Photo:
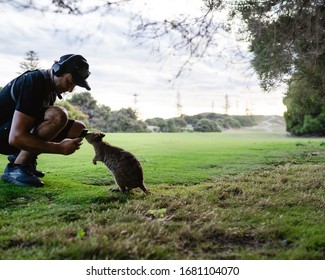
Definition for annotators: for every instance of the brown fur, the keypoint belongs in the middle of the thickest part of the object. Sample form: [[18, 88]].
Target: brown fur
[[125, 167]]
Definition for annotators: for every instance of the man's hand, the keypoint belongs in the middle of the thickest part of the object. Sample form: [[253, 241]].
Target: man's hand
[[69, 146]]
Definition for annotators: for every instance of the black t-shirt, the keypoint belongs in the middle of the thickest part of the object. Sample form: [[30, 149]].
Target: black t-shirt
[[32, 91]]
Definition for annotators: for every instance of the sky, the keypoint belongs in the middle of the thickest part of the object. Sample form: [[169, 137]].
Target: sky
[[125, 73]]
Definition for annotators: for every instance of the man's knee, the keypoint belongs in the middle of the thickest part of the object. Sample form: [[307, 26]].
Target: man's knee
[[56, 114]]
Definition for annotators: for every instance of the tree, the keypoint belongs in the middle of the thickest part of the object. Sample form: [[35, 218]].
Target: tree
[[31, 61]]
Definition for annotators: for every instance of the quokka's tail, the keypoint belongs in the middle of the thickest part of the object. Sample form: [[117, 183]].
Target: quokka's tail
[[143, 188]]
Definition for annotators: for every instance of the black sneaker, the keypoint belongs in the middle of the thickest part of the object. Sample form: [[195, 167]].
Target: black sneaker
[[33, 165], [20, 175]]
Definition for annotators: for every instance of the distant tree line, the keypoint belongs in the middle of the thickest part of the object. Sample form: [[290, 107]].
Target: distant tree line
[[84, 107], [205, 122]]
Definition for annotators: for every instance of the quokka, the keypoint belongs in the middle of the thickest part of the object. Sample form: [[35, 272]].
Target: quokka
[[125, 167]]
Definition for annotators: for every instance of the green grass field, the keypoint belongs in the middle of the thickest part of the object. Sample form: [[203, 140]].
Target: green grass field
[[240, 196]]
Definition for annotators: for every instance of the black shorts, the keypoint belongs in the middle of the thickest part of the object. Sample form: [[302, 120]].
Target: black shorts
[[6, 149]]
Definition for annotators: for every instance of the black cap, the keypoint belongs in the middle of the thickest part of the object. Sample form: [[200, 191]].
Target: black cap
[[78, 66]]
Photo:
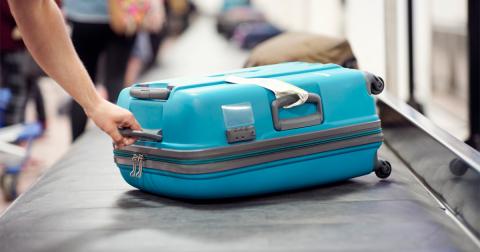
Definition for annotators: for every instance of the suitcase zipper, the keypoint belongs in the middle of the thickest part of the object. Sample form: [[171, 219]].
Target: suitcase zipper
[[134, 158], [137, 162]]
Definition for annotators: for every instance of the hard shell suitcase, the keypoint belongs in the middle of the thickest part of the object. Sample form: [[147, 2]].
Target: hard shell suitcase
[[205, 138]]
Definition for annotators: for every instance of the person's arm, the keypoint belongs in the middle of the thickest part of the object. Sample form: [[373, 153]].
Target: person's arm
[[44, 33]]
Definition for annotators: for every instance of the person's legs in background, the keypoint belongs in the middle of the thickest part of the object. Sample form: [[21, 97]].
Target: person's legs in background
[[14, 79], [117, 55], [89, 41]]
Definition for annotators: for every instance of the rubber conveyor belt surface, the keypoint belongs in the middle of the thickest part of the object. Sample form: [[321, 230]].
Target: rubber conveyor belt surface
[[82, 204]]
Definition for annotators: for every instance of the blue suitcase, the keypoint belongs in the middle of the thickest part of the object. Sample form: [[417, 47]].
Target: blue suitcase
[[205, 138]]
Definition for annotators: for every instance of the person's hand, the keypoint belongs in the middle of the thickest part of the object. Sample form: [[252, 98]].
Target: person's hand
[[109, 118]]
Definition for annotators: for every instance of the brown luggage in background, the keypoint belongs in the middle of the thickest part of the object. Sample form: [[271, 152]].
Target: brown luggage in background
[[303, 47]]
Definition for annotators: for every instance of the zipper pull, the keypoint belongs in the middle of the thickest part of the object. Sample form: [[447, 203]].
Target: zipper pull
[[140, 160], [134, 165]]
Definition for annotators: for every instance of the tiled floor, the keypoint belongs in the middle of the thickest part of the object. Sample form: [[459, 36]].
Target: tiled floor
[[51, 146], [48, 149]]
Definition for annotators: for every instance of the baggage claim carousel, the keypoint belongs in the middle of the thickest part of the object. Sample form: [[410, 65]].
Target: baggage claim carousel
[[431, 202]]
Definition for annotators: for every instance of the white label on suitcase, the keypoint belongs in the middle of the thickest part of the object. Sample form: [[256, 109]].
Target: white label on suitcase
[[278, 87]]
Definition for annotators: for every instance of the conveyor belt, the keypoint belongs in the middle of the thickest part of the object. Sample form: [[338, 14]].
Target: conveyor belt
[[82, 204]]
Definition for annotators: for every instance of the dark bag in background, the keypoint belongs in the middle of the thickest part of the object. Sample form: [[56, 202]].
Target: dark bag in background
[[303, 47]]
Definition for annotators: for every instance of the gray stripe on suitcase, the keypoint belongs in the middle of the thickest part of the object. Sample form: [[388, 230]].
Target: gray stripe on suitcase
[[252, 146], [243, 162]]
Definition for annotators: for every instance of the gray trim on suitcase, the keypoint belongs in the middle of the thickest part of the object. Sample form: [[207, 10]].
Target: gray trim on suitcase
[[249, 161], [251, 146]]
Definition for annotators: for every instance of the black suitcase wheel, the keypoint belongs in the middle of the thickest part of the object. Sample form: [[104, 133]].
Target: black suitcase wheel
[[8, 183], [383, 169]]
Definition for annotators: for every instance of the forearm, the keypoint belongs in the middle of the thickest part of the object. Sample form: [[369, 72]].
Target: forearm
[[44, 33]]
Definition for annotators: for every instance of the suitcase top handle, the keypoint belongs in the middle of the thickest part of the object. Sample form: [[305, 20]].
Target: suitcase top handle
[[278, 87], [288, 96], [299, 122]]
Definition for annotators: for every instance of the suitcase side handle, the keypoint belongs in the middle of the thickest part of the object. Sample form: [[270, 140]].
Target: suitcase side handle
[[142, 134], [299, 122], [145, 92]]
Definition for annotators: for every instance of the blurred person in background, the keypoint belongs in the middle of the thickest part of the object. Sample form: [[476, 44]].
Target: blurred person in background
[[147, 42], [18, 72], [93, 36], [44, 33]]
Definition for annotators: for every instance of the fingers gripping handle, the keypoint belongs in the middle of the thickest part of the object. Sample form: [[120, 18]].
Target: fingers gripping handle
[[142, 134]]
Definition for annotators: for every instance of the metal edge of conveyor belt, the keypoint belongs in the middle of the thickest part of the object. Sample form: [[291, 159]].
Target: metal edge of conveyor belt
[[448, 168]]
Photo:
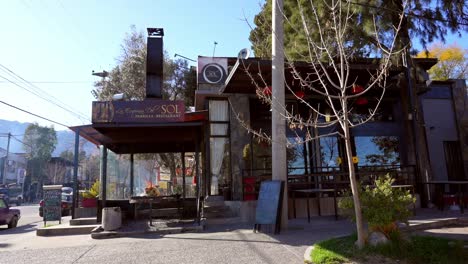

---

* [Instructions for the task]
Pull out every line in the records above that contains the string "blue", matching case exactly.

* [The reply]
Definition for annotators: for every instance of the blue suitcase, the keypoint belongs in the middle of the thickest part of the object. Sample form: [[417, 47]].
Target: blue suitcase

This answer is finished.